The Steps to Better Policing: Start Locally, Get Support Nationally

States need federal help to track and prevent police misconduct

Ever notice how sometimes the answer to a pressing problem is right in front of you?

Aside from the COVID pandemic, one of the most urgent issues the country has faced in 2020 is the fallout from fatal incidents involving the police.

These incidents unleashed a tsunami of protests with a devastating undertow: billions of dollars in destruction, ruined livelihoods, and an expanding abyss of trust between police and the communities they serve.

Ideally, smart policing is about helping communities to function safely and well—police maintain the rules and policies they are charged with enforcing, which leads to voluntary compliance, community cooperation, and respect for the rule of law. Today’s reality is that hundreds of police departments are at a crucial intersection where public compliance and trust collide with scrutiny and suspicion in the communities they serve. Some cities and states have lain down many “don’ts” for police departments. These include a ban on neck restraints and chokeholds, prohibiting the use of tear gas, chemical irritants, rubber bullets, and military-grade equipment to quell rioting.

That’s one step toward rethinking the role of police, but what “do’s” and constructive actions should be considered to improve the performance and image of police in communities across America?

What Police Departments Can Do

One significant but underutilized solution is already front and center. The National Decertification Index (NDI) is a helpful tool developed a decade ago through a partnership between the International Association of Directors of Law Enforcement Standards and Training and Envisage Technologies.

→ **Data excerpts**
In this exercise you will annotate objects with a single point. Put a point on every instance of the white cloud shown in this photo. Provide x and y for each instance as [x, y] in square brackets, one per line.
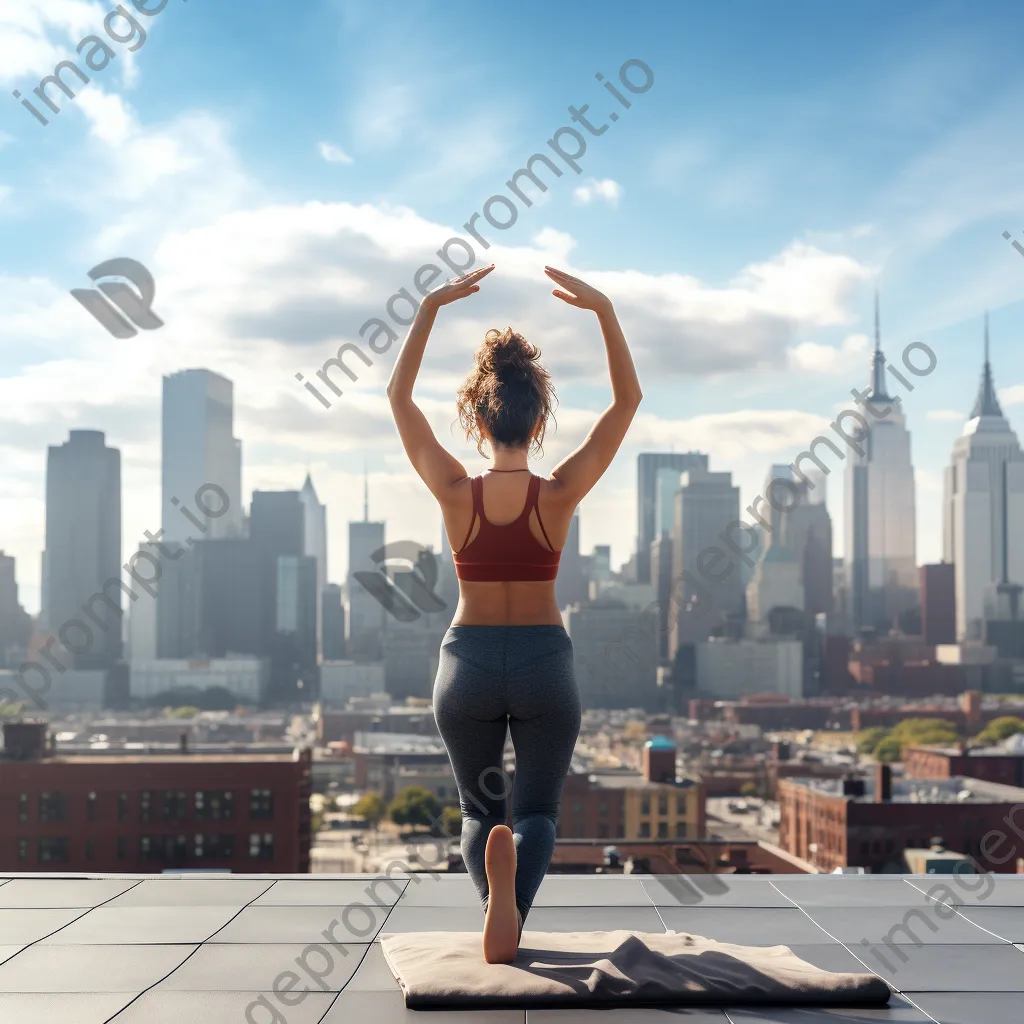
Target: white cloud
[605, 189]
[333, 154]
[813, 357]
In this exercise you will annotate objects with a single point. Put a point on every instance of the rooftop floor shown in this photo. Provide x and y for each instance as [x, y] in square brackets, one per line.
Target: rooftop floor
[302, 949]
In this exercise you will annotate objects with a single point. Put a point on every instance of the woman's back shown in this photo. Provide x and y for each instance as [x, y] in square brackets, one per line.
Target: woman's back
[506, 534]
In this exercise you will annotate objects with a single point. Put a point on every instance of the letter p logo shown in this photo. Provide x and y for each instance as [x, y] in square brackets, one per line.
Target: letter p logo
[133, 303]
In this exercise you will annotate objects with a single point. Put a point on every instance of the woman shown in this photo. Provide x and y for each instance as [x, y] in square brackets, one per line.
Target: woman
[506, 662]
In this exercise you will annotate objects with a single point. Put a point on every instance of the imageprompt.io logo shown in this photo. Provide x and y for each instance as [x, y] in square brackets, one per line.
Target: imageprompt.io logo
[122, 309]
[408, 591]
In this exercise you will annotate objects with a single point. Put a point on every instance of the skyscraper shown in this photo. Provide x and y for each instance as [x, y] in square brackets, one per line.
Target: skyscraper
[648, 463]
[366, 613]
[984, 508]
[881, 531]
[83, 549]
[199, 453]
[706, 505]
[199, 448]
[315, 547]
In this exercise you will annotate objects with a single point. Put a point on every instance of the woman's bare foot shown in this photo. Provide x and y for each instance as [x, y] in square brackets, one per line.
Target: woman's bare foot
[501, 926]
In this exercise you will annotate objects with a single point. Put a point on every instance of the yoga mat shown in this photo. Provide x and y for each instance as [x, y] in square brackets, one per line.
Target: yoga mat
[614, 969]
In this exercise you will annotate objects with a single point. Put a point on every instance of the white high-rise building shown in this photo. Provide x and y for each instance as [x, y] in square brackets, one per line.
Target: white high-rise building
[314, 540]
[881, 529]
[983, 510]
[199, 449]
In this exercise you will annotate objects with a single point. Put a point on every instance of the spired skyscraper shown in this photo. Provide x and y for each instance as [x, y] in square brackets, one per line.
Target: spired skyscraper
[881, 529]
[983, 510]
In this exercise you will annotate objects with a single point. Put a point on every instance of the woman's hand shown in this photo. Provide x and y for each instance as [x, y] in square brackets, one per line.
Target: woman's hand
[456, 289]
[578, 293]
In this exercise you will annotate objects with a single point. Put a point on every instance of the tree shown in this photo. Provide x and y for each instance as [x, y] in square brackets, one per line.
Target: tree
[371, 808]
[869, 738]
[889, 750]
[415, 806]
[999, 729]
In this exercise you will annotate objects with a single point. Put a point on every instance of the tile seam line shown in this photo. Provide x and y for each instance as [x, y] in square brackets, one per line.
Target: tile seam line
[84, 910]
[654, 904]
[199, 945]
[853, 954]
[958, 914]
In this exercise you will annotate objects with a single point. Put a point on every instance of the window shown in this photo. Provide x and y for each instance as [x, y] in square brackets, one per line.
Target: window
[261, 805]
[175, 807]
[53, 851]
[52, 807]
[214, 805]
[261, 846]
[213, 847]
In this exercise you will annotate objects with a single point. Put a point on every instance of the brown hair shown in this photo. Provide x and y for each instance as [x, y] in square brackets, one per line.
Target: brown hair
[508, 389]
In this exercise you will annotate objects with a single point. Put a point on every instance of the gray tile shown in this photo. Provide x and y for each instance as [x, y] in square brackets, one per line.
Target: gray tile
[304, 924]
[593, 919]
[7, 951]
[971, 1008]
[129, 925]
[428, 919]
[237, 967]
[60, 892]
[378, 891]
[1007, 922]
[389, 1008]
[934, 923]
[631, 1015]
[159, 1007]
[192, 892]
[432, 892]
[839, 891]
[373, 974]
[751, 927]
[608, 891]
[937, 968]
[713, 890]
[81, 1008]
[90, 968]
[993, 890]
[23, 927]
[899, 1011]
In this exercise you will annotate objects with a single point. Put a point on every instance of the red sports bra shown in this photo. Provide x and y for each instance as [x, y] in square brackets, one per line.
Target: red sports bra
[509, 552]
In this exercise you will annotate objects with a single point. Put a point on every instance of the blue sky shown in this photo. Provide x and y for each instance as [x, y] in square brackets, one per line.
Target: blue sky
[283, 174]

→ **What this exercise asks**
(a) In the policing article above, condense the paragraph beginning "Ideally, smart policing is about" into a short bulleted list that keeps its main facts.
(b) Resume the policing article right after its final sentence, which ends with "Envisage Technologies."

→ **Solved tasks**
(a)
- Ideally, smart policing helps communities function safely and well: police uphold the rules they enforce, which brings voluntary compliance, community cooperation, and respect for the rule of law.
- Today, hundreds of police departments are at a crucial point where public compliance and trust collide with scrutiny and suspicion.
- Some cities and states have set "don'ts" for police, including bans on neck restraints and chokeholds and prohibitions on using tear gas, chemical irritants, rubber bullets, and military-grade equipment to quell rioting.

(b)
The NDI lists officers who have lost their certification due to misconduct. It is a free online tool already available to every police department in the country. It helps departments screen applicants during the hiring process, keeping police officers with blemished records from getting work with police departments in other states or counties.

The good news is the NDI is currently used in 45 states that have decertification powers to report officers terminated for cause. The bad news is many police departments don’t utilize this helpful tool when screening and hiring new officers, or they only use it minimally. Requiring more complete use of the NDI in every state would be a huge step in reimagining the police force of the future.

What States Can Do

In rethinking the role of police today, states should require that every police officer be regularly tested for qualifications, competency, temperament, and judgment. They can also improve the current assessment techniques used for hiring and promotions to emphasize consistency and transparency. This would enhance the chemistry and cohesiveness inside a police department and project a positive public image to the community.

Every state should also develop legislation that mandates detailed reporting to a centralized system, including the decertification records of every police officer who has been terminated for misconduct. This database should be accessible by every police department in the state.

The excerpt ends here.